▶ Task item: The output should be all lines of the entries below in which the word "sleeve" occurs.
++++ Material for the task ++++
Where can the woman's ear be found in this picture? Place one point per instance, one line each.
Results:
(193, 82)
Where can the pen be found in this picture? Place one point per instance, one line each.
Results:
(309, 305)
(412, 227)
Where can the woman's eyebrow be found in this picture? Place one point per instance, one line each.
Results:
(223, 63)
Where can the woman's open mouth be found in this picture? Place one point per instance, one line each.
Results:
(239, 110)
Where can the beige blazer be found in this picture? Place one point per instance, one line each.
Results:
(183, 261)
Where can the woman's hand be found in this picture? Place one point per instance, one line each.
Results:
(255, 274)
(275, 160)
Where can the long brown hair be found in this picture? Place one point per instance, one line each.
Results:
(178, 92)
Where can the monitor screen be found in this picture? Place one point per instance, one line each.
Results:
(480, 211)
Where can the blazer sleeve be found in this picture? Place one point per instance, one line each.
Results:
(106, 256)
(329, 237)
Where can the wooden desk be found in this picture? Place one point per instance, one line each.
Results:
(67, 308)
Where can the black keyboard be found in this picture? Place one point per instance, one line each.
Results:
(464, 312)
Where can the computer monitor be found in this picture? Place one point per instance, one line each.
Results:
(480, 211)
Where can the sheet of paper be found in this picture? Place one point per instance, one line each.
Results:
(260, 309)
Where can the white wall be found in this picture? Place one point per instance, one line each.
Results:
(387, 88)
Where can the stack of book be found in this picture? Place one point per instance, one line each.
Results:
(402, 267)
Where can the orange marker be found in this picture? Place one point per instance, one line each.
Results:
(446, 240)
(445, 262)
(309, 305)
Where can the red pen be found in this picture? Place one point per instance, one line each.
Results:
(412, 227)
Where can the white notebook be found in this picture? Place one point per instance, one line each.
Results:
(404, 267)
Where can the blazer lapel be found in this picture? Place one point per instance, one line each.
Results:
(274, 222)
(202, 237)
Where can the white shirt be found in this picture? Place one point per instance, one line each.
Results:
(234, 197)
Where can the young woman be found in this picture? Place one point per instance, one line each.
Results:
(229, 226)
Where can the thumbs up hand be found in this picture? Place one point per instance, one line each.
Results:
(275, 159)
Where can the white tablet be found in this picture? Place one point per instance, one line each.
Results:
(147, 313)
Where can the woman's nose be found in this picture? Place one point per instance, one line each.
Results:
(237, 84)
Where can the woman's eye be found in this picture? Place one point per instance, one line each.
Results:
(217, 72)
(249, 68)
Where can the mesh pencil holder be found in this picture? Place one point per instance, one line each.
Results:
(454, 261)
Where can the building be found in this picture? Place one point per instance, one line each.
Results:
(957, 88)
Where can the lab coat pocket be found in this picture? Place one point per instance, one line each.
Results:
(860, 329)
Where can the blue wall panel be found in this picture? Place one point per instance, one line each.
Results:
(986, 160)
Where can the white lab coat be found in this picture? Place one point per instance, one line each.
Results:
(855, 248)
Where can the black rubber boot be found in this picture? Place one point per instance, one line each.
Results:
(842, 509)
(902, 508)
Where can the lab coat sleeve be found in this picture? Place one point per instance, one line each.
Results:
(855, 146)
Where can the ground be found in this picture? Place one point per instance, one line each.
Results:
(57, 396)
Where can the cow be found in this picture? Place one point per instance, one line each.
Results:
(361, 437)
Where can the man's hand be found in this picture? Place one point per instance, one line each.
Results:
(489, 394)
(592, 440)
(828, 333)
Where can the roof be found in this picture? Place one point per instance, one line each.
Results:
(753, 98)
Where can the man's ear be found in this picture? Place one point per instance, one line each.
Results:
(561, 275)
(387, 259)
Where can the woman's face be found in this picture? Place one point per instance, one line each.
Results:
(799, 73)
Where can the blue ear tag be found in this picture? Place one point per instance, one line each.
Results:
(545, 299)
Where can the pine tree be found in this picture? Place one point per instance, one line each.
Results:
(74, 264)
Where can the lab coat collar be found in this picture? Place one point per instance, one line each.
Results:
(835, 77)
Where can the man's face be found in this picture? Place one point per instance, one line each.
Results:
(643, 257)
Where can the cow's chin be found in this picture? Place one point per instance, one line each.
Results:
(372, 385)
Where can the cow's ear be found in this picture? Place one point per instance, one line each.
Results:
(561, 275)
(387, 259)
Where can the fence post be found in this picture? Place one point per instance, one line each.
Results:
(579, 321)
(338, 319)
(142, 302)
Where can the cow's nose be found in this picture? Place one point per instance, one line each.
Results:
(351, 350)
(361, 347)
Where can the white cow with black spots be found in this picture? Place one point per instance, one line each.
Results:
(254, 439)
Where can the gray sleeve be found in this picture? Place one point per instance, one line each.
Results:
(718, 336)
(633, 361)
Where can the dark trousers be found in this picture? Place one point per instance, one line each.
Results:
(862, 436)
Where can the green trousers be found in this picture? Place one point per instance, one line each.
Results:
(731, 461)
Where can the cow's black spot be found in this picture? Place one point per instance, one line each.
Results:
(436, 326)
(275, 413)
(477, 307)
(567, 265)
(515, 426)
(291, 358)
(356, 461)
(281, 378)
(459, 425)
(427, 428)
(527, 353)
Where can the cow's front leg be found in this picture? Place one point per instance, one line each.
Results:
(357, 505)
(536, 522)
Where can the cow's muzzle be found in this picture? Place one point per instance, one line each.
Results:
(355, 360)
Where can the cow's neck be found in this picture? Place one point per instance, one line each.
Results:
++++
▶ Solution to this exercise:
Where can the blazer sleeve be found in this picture? Place one point per instance, one line each.
Where can the lab coat sleeve be found in this picture? Place one point per instance, one line each.
Where can the gray sleeve be found in this picture? Place one point per instance, one line each.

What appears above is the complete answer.